Data for the task Block Start

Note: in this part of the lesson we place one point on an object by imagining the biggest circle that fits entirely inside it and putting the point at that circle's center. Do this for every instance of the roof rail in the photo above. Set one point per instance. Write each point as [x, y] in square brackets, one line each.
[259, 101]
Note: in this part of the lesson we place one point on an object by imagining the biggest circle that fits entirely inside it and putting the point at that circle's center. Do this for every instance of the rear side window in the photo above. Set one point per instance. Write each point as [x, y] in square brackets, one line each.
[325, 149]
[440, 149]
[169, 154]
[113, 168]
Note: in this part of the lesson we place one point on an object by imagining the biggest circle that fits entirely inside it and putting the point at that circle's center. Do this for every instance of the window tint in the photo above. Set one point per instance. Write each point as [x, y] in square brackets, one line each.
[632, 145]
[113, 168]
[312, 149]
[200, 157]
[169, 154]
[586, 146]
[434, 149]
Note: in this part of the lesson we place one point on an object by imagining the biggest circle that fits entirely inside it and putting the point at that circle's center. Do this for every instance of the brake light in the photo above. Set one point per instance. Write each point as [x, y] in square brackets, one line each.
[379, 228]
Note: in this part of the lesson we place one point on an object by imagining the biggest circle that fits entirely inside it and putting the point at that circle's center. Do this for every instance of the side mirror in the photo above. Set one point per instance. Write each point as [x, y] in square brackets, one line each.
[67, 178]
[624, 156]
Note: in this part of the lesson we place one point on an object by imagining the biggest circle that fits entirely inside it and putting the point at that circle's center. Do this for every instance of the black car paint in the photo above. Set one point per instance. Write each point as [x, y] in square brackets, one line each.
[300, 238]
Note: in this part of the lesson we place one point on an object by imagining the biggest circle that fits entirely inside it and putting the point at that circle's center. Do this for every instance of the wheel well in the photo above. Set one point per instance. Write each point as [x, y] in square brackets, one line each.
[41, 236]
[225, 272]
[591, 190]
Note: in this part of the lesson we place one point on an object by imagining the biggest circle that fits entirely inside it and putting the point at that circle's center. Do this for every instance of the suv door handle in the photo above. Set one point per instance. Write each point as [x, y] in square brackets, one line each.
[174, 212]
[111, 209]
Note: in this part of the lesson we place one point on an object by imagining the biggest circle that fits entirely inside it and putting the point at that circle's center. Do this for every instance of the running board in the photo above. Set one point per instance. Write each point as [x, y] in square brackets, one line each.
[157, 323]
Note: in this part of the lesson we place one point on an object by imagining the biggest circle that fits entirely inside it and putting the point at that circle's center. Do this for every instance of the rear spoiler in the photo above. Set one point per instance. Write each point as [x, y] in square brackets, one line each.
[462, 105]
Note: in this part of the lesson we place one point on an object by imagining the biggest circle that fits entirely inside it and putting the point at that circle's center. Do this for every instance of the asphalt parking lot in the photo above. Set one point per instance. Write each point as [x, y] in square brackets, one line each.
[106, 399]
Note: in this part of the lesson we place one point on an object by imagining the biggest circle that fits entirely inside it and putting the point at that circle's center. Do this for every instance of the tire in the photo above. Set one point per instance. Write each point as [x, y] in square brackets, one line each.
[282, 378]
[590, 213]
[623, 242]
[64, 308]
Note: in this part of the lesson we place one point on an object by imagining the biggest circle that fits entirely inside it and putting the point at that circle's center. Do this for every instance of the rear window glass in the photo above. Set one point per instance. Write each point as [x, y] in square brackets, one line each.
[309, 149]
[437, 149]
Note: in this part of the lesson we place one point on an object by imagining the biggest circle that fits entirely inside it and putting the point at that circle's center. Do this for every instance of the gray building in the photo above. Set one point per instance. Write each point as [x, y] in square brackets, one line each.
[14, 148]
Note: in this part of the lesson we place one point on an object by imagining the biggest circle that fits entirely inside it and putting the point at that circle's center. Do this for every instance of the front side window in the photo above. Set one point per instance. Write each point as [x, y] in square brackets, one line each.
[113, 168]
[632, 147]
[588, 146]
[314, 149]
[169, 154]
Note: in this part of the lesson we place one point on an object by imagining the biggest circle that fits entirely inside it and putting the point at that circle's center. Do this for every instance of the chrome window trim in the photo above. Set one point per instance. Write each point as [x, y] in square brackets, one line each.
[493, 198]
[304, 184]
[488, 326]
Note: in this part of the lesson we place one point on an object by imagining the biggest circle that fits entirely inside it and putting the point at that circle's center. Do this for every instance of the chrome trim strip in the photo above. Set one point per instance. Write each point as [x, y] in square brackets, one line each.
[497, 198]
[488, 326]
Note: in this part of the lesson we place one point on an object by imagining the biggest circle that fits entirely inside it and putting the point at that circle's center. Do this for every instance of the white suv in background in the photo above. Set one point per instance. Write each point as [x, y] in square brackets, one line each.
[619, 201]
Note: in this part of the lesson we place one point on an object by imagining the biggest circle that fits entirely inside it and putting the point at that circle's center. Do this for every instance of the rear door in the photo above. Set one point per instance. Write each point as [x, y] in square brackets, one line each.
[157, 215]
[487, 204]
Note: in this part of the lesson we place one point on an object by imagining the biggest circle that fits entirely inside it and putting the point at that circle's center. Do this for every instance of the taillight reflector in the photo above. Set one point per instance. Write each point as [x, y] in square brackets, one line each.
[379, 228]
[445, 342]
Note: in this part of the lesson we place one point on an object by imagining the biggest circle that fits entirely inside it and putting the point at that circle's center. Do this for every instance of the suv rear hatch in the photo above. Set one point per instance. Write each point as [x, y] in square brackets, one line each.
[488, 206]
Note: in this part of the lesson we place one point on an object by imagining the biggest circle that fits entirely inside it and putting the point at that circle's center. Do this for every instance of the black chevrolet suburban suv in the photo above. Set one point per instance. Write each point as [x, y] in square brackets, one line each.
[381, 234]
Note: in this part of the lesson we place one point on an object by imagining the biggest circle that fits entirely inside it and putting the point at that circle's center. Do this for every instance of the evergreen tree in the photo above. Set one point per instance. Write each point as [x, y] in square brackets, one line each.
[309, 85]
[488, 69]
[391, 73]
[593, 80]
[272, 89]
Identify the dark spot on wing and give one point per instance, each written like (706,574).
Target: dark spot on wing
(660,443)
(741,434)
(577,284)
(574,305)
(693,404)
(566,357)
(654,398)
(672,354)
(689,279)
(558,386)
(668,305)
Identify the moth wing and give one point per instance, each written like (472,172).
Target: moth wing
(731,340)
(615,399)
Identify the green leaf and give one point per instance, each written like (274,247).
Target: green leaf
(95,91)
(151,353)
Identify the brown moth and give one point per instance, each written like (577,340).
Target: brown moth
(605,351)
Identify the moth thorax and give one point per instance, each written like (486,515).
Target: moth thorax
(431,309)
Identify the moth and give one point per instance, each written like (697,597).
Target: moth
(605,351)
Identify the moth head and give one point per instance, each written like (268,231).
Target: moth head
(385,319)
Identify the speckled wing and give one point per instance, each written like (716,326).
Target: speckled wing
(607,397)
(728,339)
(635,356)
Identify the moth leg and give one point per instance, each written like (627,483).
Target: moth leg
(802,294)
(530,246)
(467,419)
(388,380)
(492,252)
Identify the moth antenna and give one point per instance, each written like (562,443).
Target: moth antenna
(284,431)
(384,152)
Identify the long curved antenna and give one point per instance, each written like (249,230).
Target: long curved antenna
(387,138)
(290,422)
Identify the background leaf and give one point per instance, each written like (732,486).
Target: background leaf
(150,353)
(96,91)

Data for the task Block End

Line by line, retype the records with no changes.

Exercise solution ->
Note: in this part of the lesson we place one point on an object by imagining the biggest circle that fits entirely inside it and putting the point at that circle's center. Do this for every instance of the roof rail in the photo above. Set one point per instance. Write each point as [x, y] in square brackets, one line each.
[259, 101]
Note: in this part of the lesson we place one point on an object by imagining the biggest circle that fits entirely inside it and putting the point at that circle's center. Do this for every instance of the rear side window in the photo above. Set one point per instance. Write each point as [x, y] in square brackets, one line each.
[325, 149]
[440, 149]
[169, 154]
[113, 168]
Note: in this part of the lesson we place one point on an object by imagining the biggest circle that fits entirely inside it and putting the point at that circle's center. Do this for every instance of the window tint in the photo above. Set one point per instance. Write each point as [x, y] in square brackets, one line each.
[632, 145]
[113, 168]
[312, 149]
[200, 157]
[169, 154]
[586, 146]
[434, 149]
Note: in this part of the lesson we place one point on an object by imagining the biggest circle that fits entirely inside it and putting the point at that circle's center. Do this for every instance of the brake light in the photo above. Set one point per instance. Write each point as [x, y] in square brackets, one line each.
[379, 228]
Note: in this part of the lesson we place one point on an object by imagining the biggest circle that fits entirely inside it and putting the point at that circle's center. Do this for every instance of the side mirror in the photo above. Set one point per instance. Write each point as [x, y] in square brackets, one line each.
[67, 178]
[624, 156]
Note: in this part of the lesson we place one point on an object by imagining the biggest circle that fits entirely inside it and putting the point at that circle's center. Do this for every instance of the black car paint in the photo above. Set one point per instance. Write each point as [x, y] in square brackets, one line each.
[300, 238]
Note: in this part of the lesson we place one point on an object by imagining the biggest circle that fits entirely inside it and putting the point at that circle's center. Do this for every instance of the wheel well in the photo above. Set one point per instance. Write each point as [x, y] in square brackets, one line each.
[41, 236]
[225, 272]
[591, 190]
Note: in this part of the lesson we place one point on an object by imagining the biggest circle that fits entirely inside it and putting the point at that circle's center. Do this for every instance of the suv door handle in the photo above. Set one point per instance. Write each point as [x, y] in square brackets, one line each.
[174, 212]
[111, 209]
Note: in this part of the lesson we place one point on an object by imagining the biggest circle that fits entirely inside it and putting the point at that circle's center. Do this for every instance of the running board in the photo above. Set one point per instance. Write each point as [x, y] in square brackets, one line each.
[157, 323]
Note: in this part of the lesson we place one point on an object by imagining the biggest circle that fits entirely inside it and putting the point at that circle's center. Do this for every instance of the rear spoiler in the photo above. Set one point per instance. Write each point as [x, y] in square brackets, one line each.
[462, 105]
Note: in this part of the lesson we place one point on an object by imagining the biggest circle that fits entirely inside it and putting the point at that circle's center. Do this for every instance of the asphalt parking lot in the photo above. Set one point per instance. Write each point as [x, y] in square brackets, one line each.
[106, 399]
Note: in this part of the lesson we place one point on an object by imagining the biggest circle that fits entirely inside it and putting the point at that circle's center. Do this for every instance of the tire in the photo above. Set one point per instance. Write each point as [x, y] in square brackets, one line each.
[282, 378]
[590, 213]
[623, 242]
[64, 308]
Note: in this part of the lesson we place one point on an object by imagining the biggest circle that fits entirely inside it and putting the point at that circle's center. Do this for every instance of the rear window glass in the photo above. Set one point per instance. Write each point as [x, y] in square brackets, one line each.
[309, 149]
[437, 149]
Note: in this part of the lesson we place one point on an object by imagining the biggest circle that fits entirely inside it and putting the point at that circle's center. Do this for every instance of the gray building in the photo above. Set one point per instance. Write each point as [x, y] in square brackets, one line each.
[14, 148]
Note: in this part of the lesson we place one point on an object by imagining the biggest circle that fits entirely inside it and putting the point at that circle's center. Do this for every instance of the front side window in the photo above. Set one point per instance. Write each point as [x, y] in square brackets, one line each.
[113, 168]
[632, 147]
[588, 146]
[314, 149]
[169, 154]
Note: in this part of the lesson we place one point on an object by imagining the biggest circle that fits entirely inside it and putting the point at that circle's center. Do this for every instance of the chrome window trim in the photo above. Set one point per instance. Write each point as [x, y] in square brackets, one line each.
[493, 198]
[304, 184]
[488, 326]
Note: in this part of the lesson we place one point on an object by imagining the biggest circle that fits entirely inside it and putting the point at that circle's center. Do this for every instance of the chrome trim strip in the photo above. Set one point per instance. Write each point as [x, y] in square brackets, one line each.
[497, 198]
[488, 326]
Note: in this part of the lesson we place one point on an object by imagining the biggest circle that fits entirely inside it and putting the point at that circle's center. Do this for every instance of the white suv in background in the photo above. Set one point per instance. Write each point as [x, y] in square brackets, one line each.
[619, 201]
Note: in this part of the lesson we place one point on an object by imagining the biggest circle that fits entirely inside it and putting the point at that circle's center. Do this for every instance of the rear door in the photo above. Set one point per instance. Write each point as [x, y] in square brackets, one line each.
[157, 215]
[487, 204]
Note: in this part of the lesson we place one point on an object by imagining the biggest circle that fits entirely inside it and putting the point at that circle's center. Do this for every instance of the taillight reflector in the photo above. Set one point per instance. Write each point as [x, y] in square brackets, one line each.
[379, 228]
[445, 342]
Note: in this part of the lesson we place one point on an object by imagining the biggest circle that fits entirely inside it and putting the point at that circle's center. Do this for every instance of the suv rear hatch in the photo above. Set one point per instance. Write each point as [x, y] in square brackets, one line each.
[488, 206]
Note: in this part of the lesson we place one point on an object by imagining the biggest circle that fits entirely inside it and putting the point at that circle's center. Do this for every instance of the black chevrolet suburban suv in the photo above. Set one point per instance. Write each point as [x, y] in square brackets, one line each.
[381, 234]
Note: in this part of the lesson we place one point on an object by imagining the biggest circle that fits entirely inside it and putting the point at that circle's center. Do this for every instance of the evergreen tree in the photo above. Set one point per instance. Write each point as [x, y] in square brackets, one line each.
[309, 85]
[488, 69]
[391, 73]
[593, 80]
[272, 89]
Identify the dark spot on wing and give one point per instance, each written like (706,574).
Target: dark spot on wing
(660,443)
(741,434)
(577,284)
(574,305)
(693,404)
(566,357)
(654,398)
(672,354)
(689,279)
(558,386)
(668,305)
Identify the moth wing and give one point per instance, each written like (472,172).
Target: moth wing
(731,340)
(615,399)
Identify the green leaf and give one point per instance, each written like (274,247).
Target: green leaf
(95,91)
(151,353)
Identify the brown moth and give one point per instance, each written like (577,340).
Target: brown moth
(605,351)
Identify the moth thorax and give one point per instance, each written like (486,515).
Target: moth thorax
(431,309)
Identify the moth and give one point per instance, each written like (697,597).
Target: moth
(605,351)
Identify the moth head and give one point per instance, each written like (268,231).
Target: moth head
(385,319)
Identify the speckled wing and give one point per instance, each written like (716,326).
Target: speckled wing
(607,397)
(728,339)
(635,356)
Identify the moth leg and give one point per instance, each written like (627,483).
Target: moth leg
(802,294)
(530,246)
(467,419)
(388,380)
(492,252)
Identify the moth antenna and give one point per instance, each written like (562,443).
Target: moth antenna
(284,431)
(384,152)
Identify the long curved antenna and give one point per instance, each written like (249,230).
Target: long curved antenna
(387,138)
(290,422)
Identify the background leaf and give one point per instance, each written like (732,486).
Target: background leaf
(150,353)
(96,91)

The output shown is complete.